(Excerpts from segmentation records)
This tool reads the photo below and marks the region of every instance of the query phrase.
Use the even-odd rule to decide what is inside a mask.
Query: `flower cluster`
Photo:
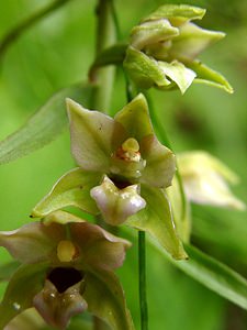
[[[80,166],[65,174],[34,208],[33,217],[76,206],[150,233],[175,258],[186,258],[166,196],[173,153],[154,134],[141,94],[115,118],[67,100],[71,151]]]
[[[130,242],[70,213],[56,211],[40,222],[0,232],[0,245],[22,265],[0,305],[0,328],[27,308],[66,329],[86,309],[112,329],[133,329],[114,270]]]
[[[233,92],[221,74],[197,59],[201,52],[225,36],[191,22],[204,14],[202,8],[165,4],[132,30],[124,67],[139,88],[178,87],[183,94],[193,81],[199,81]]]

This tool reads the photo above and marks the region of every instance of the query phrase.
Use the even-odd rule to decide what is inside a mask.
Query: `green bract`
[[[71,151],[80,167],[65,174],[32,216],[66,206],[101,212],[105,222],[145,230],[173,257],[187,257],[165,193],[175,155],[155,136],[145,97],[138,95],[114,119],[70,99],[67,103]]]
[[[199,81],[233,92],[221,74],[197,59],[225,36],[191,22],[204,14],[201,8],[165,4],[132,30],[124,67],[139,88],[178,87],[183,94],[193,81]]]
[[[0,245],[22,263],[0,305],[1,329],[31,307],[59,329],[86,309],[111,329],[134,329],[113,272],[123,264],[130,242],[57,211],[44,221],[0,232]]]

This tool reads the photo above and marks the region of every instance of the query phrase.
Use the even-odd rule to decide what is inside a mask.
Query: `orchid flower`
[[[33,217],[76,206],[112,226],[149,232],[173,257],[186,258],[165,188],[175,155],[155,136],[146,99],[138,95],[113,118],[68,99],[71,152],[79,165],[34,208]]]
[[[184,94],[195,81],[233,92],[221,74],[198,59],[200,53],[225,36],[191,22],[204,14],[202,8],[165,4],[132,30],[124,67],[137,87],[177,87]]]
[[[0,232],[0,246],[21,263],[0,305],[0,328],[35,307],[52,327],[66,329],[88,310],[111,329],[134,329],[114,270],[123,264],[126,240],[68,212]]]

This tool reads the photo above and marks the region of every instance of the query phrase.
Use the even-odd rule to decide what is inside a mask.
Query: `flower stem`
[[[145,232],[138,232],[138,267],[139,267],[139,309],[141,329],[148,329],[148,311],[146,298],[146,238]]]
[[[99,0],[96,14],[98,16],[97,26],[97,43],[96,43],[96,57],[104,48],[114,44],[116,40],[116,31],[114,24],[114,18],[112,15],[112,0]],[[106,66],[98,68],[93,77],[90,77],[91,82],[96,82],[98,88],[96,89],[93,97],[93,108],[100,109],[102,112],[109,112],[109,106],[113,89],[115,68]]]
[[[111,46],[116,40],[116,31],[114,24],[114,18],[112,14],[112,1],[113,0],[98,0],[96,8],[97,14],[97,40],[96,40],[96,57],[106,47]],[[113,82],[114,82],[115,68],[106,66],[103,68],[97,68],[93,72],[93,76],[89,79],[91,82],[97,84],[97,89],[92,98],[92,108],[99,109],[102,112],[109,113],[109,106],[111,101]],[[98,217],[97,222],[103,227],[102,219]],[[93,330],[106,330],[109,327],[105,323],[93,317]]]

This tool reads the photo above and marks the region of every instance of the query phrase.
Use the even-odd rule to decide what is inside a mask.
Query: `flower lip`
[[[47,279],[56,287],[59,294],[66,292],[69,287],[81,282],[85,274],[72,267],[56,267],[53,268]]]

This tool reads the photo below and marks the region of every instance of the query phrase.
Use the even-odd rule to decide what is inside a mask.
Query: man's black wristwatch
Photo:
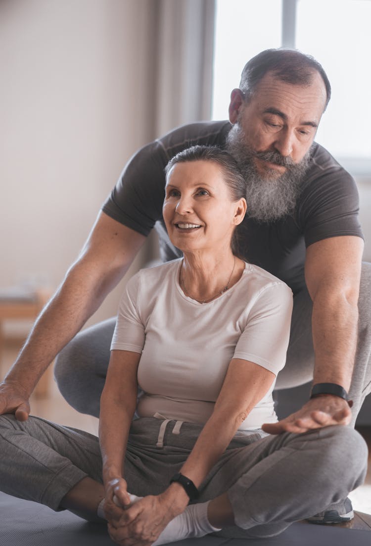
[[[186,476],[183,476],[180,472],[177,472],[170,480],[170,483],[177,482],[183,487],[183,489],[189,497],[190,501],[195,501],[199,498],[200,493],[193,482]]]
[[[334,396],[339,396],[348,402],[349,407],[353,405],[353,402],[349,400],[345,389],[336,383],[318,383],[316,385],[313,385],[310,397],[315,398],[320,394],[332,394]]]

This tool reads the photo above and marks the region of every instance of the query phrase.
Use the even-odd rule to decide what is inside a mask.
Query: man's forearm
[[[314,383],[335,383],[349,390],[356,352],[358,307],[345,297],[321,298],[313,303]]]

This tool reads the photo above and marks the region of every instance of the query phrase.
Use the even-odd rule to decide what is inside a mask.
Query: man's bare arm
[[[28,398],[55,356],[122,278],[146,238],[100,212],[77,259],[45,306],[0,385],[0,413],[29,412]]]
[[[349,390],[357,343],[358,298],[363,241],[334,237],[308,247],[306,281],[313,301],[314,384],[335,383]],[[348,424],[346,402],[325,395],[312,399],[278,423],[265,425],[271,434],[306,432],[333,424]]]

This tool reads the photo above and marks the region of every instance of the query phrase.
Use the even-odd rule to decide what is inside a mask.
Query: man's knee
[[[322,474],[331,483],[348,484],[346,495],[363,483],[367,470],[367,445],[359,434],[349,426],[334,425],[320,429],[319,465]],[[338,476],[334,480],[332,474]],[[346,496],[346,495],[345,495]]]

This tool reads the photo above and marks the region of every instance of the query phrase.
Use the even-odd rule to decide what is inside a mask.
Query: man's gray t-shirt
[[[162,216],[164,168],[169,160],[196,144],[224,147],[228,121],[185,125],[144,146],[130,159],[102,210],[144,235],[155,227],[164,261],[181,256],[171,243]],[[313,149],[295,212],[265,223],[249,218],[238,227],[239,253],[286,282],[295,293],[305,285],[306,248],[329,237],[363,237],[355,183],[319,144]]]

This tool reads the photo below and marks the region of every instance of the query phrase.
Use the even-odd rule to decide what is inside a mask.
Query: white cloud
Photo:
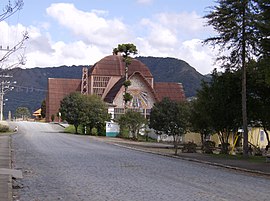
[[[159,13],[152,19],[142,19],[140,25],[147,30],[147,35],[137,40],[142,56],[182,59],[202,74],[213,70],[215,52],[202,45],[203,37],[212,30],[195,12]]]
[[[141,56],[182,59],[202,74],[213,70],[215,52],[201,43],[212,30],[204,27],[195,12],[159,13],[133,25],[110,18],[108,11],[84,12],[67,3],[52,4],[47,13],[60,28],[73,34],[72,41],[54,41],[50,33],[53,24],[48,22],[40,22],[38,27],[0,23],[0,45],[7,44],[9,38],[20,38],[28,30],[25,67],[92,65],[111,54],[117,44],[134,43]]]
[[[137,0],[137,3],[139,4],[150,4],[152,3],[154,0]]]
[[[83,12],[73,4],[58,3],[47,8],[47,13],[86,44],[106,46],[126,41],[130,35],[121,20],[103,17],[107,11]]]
* * *
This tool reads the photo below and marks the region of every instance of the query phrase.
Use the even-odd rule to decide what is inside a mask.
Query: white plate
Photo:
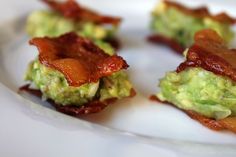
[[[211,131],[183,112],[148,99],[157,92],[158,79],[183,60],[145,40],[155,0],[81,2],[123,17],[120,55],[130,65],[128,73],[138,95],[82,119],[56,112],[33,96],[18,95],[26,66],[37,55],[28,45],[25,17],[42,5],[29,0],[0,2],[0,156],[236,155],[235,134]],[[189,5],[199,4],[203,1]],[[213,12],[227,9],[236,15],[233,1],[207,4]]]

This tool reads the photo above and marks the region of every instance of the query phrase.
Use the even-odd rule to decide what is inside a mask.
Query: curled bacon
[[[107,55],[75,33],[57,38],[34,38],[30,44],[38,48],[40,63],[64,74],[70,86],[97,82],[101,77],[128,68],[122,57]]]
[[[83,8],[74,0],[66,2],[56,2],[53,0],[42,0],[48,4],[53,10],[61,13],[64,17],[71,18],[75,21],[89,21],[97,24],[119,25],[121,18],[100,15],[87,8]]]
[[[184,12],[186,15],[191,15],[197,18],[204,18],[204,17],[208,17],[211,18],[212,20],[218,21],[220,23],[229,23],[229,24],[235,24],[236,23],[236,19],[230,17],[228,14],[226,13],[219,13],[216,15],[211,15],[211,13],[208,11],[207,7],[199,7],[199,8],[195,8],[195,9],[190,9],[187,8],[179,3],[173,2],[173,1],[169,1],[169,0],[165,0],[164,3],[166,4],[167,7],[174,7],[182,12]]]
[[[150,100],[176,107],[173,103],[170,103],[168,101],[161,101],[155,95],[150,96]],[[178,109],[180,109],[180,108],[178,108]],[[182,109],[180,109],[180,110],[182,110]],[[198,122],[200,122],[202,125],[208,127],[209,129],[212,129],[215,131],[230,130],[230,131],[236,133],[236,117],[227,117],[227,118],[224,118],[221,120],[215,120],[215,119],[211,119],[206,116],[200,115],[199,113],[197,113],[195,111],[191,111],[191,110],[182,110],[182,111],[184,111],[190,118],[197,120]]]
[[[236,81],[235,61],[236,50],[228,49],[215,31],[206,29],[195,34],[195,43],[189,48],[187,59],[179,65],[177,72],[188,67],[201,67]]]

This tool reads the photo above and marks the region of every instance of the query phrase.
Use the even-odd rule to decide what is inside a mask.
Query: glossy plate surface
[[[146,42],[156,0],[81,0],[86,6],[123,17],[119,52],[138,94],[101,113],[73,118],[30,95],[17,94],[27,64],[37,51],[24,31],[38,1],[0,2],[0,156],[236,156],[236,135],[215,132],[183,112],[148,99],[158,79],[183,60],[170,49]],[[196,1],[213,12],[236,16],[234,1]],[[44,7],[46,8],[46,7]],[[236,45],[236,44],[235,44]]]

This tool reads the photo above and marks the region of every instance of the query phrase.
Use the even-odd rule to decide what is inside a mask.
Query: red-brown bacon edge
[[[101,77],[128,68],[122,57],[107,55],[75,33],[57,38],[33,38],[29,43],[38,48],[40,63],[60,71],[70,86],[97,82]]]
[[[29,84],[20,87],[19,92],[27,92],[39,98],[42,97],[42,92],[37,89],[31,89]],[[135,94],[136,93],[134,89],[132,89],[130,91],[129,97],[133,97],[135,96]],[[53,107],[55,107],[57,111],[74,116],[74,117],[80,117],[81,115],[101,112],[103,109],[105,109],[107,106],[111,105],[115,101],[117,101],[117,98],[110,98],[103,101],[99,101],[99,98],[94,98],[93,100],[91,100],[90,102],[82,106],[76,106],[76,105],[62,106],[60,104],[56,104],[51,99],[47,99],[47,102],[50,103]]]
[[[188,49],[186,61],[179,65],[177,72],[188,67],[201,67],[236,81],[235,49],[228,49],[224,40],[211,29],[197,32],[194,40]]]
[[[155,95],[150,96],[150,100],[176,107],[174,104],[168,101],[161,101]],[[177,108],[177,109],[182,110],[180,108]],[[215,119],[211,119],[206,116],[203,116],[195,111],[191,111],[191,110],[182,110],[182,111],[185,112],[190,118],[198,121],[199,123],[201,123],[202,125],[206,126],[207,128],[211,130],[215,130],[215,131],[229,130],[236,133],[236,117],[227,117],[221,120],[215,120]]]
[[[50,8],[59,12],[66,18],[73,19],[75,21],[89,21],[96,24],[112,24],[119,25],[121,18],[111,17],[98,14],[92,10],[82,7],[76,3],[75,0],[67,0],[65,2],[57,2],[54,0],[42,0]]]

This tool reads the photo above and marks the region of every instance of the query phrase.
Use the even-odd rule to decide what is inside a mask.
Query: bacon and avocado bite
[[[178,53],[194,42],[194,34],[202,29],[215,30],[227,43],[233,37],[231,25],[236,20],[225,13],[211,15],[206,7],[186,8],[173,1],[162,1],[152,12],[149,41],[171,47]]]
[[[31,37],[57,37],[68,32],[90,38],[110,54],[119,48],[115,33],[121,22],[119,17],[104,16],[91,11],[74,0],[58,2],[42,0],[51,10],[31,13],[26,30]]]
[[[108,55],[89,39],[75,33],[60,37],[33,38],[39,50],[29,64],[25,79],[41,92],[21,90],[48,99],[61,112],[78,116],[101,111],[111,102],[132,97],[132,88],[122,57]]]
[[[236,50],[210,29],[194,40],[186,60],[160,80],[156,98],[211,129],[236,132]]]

= Aim of the task =
Count the lines in the material above that contain the string "flower". Reply with the number alone.

= Final answer =
4